» Input for this task:
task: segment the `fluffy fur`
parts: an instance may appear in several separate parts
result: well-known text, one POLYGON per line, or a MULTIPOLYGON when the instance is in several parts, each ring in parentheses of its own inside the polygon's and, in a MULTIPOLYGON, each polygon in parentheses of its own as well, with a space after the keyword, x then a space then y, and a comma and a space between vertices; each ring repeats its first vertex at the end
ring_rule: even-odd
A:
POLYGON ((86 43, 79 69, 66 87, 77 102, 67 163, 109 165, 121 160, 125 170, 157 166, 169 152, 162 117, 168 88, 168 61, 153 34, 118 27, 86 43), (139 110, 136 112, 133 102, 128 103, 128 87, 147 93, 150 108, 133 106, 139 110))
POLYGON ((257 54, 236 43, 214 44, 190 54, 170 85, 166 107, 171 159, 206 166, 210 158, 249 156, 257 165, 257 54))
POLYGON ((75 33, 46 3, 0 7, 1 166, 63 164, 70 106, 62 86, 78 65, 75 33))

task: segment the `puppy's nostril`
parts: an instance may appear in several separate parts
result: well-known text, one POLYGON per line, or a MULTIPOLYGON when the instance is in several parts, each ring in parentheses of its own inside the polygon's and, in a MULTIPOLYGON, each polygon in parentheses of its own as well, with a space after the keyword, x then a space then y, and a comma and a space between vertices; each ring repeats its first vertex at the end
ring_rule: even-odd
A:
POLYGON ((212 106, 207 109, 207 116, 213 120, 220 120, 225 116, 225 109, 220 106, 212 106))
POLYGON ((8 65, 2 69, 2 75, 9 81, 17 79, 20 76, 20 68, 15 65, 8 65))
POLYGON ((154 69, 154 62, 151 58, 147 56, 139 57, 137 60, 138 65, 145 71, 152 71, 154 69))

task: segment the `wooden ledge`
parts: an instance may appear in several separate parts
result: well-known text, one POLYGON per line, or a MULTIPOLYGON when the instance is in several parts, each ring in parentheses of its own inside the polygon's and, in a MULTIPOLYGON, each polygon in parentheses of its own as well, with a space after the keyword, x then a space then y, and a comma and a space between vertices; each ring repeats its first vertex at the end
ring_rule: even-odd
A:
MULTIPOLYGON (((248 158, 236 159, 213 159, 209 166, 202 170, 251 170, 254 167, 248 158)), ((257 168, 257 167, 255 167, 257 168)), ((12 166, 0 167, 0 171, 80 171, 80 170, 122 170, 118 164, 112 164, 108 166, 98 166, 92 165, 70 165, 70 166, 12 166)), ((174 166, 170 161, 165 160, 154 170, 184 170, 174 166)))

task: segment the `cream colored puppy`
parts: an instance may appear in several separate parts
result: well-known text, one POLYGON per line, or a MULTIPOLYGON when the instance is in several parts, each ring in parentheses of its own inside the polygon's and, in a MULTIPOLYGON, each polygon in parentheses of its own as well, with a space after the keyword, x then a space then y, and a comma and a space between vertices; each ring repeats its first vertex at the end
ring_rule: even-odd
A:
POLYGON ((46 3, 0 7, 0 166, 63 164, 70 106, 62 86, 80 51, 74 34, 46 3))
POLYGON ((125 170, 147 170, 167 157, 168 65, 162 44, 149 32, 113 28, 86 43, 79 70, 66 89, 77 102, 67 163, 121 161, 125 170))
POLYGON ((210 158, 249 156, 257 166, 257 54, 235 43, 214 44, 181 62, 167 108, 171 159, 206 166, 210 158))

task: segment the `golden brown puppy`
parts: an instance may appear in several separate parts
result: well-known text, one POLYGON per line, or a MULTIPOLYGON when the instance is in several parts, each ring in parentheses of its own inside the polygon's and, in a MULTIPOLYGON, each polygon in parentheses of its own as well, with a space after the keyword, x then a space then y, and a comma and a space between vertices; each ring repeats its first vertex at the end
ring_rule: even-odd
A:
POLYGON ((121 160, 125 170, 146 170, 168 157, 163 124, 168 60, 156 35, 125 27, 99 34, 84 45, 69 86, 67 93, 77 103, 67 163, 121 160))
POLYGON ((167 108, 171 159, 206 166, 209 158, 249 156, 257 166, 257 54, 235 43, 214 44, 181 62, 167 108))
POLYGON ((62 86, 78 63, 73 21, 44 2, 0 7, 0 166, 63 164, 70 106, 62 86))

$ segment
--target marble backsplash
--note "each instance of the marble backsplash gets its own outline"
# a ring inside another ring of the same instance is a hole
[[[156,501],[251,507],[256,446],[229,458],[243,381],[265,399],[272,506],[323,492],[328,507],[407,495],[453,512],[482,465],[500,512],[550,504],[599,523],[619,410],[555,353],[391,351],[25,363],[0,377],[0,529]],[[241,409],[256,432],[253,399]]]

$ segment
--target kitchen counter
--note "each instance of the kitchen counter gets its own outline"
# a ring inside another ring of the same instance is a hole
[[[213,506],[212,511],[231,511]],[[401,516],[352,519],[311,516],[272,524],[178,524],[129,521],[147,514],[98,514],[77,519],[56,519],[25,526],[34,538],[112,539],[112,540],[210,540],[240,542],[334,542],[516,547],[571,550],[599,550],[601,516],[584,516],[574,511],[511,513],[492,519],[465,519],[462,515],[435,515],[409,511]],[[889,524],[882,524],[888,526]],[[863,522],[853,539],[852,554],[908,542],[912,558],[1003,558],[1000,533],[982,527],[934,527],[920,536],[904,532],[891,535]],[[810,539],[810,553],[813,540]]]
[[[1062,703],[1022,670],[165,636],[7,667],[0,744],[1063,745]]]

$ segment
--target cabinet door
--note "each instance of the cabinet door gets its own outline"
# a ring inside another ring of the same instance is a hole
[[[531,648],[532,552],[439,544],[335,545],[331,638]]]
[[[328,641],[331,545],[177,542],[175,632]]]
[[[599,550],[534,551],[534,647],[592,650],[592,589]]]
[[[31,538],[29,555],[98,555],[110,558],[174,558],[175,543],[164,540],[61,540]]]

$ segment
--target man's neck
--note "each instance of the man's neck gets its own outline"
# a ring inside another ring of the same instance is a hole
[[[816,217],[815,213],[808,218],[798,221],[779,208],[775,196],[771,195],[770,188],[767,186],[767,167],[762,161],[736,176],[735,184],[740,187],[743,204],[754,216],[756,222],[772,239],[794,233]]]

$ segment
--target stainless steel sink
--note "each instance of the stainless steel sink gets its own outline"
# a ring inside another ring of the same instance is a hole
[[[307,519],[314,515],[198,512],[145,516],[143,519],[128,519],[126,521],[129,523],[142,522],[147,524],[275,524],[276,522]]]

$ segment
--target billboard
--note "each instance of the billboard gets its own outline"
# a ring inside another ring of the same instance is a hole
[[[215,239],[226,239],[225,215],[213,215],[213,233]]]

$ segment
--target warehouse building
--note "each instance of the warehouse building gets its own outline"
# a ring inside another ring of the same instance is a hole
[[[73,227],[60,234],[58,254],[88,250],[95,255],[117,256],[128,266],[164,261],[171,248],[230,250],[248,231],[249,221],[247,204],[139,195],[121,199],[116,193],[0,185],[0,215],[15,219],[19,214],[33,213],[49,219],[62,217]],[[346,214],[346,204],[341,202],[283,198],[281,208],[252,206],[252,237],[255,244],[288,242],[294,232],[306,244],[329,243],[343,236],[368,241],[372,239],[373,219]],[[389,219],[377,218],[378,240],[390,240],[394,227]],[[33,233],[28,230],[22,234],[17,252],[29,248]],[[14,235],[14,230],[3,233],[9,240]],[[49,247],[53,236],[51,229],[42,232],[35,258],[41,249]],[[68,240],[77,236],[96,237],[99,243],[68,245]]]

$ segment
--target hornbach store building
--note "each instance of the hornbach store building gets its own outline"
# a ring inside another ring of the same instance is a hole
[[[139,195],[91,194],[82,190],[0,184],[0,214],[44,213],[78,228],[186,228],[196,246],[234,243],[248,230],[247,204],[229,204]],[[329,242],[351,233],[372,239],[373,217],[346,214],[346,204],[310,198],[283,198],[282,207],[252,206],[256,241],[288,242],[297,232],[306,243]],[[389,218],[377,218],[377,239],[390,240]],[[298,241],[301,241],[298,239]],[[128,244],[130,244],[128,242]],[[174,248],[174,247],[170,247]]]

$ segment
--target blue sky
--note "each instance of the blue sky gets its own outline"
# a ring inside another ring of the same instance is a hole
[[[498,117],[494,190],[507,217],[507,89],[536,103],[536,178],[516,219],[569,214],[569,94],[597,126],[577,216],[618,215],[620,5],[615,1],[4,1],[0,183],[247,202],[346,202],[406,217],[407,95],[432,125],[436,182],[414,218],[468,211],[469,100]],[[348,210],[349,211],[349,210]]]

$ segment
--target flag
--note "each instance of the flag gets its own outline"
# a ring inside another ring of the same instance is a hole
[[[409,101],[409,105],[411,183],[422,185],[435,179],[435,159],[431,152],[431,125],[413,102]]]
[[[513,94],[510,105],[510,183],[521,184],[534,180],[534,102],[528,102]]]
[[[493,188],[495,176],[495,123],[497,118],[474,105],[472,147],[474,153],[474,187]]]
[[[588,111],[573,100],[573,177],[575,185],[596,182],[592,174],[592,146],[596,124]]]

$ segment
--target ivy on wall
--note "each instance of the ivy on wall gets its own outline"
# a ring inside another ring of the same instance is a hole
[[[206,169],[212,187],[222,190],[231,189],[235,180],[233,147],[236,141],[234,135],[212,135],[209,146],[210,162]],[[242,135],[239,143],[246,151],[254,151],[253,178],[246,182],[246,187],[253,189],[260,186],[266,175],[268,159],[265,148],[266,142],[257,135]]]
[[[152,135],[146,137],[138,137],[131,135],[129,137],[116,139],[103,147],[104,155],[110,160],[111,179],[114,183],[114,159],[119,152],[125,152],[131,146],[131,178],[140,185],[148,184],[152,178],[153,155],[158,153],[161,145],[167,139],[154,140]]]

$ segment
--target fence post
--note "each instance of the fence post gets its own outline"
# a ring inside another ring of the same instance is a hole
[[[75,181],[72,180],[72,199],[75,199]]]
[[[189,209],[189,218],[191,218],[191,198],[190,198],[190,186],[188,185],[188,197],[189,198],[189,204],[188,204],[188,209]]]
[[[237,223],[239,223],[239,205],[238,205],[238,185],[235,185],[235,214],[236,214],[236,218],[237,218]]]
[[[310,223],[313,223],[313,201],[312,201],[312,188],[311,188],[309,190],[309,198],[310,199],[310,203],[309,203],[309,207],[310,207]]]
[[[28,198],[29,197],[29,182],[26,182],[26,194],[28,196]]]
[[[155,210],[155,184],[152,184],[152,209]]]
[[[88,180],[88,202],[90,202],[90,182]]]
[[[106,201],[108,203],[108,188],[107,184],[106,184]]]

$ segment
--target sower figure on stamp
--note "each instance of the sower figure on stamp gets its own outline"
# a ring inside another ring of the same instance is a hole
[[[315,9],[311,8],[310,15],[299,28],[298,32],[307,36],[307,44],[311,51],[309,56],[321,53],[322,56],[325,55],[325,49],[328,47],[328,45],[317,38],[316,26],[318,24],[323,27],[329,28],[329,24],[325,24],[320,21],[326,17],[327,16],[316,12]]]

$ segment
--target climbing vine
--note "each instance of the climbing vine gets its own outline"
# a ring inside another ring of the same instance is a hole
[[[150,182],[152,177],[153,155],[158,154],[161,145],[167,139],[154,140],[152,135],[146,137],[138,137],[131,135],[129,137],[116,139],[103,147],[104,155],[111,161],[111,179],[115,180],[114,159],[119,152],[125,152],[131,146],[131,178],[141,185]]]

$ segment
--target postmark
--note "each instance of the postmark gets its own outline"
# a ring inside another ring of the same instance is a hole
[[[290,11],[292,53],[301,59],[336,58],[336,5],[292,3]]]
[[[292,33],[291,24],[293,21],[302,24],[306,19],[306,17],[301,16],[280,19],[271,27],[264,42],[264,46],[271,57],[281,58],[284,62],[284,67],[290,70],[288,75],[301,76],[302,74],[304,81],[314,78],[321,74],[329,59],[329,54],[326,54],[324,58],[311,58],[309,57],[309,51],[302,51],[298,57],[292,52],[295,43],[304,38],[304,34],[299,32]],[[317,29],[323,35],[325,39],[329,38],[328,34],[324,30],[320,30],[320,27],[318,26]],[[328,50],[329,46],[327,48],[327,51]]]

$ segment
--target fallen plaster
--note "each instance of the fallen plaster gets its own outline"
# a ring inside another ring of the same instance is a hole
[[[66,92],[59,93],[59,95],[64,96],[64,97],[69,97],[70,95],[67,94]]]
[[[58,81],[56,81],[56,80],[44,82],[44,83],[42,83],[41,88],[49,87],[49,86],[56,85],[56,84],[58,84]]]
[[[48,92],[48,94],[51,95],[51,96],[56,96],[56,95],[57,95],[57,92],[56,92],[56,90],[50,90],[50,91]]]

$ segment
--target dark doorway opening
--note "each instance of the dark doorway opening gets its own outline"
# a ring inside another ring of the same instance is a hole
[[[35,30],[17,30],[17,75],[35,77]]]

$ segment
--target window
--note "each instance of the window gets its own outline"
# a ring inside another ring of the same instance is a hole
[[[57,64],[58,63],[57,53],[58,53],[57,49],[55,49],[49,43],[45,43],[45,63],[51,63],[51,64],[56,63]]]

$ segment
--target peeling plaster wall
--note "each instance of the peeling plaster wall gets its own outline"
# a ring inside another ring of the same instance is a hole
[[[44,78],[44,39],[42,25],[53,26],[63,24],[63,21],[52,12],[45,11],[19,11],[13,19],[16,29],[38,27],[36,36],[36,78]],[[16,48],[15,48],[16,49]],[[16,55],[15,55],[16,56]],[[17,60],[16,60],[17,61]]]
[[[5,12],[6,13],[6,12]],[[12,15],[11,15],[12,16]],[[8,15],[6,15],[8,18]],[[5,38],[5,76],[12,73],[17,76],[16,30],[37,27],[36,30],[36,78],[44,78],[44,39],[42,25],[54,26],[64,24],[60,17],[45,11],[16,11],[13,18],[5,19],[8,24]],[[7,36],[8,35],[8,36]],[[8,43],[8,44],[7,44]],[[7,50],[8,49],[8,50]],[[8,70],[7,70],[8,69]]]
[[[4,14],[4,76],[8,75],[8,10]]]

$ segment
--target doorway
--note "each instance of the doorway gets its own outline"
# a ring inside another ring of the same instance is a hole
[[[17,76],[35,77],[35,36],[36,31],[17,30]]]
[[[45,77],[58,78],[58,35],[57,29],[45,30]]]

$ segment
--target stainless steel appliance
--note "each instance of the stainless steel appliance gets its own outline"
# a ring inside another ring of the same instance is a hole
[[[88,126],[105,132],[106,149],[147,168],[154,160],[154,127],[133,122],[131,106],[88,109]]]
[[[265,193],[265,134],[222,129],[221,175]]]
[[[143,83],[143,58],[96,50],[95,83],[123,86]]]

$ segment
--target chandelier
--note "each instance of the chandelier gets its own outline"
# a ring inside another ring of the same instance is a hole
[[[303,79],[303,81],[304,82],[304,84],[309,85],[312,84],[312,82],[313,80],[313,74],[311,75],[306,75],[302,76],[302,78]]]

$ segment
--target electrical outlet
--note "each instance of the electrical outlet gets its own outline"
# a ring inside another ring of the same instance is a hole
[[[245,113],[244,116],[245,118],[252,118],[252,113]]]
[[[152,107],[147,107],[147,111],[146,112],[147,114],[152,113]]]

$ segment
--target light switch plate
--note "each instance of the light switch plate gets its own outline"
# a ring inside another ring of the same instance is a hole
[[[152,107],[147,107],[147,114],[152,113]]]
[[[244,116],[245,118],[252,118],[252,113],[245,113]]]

» Exercise objective:
Could you reproduce, character for character, the material from its very first line up to and including the line containing "POLYGON ((75 33, 46"?

» Solution below:
task: segment the `fluffy fur`
parts: an instance may appear in several separate parts
result: well-known text, one POLYGON per line, or a MULTIPOLYGON when the instance is in several parts, each ring in parentheses of its own inside the polygon's and, in a MULTIPOLYGON, each polygon in parentheses of its own as well, with a space after the keyword, x then a space then y, and a comma and a space between vertices; each ring repeats its first vertex at the end
ring_rule: even-odd
A:
POLYGON ((86 43, 79 69, 66 87, 77 102, 67 163, 109 165, 121 160, 125 170, 157 166, 169 152, 162 117, 168 88, 168 61, 153 34, 118 27, 86 43), (139 110, 136 112, 133 102, 128 103, 128 87, 147 93, 150 108, 133 106, 139 110))
POLYGON ((257 54, 236 43, 214 44, 190 54, 170 85, 166 107, 171 159, 206 166, 210 158, 249 156, 257 165, 257 54))
POLYGON ((75 33, 46 3, 0 7, 1 166, 63 164, 70 106, 62 86, 78 65, 75 33))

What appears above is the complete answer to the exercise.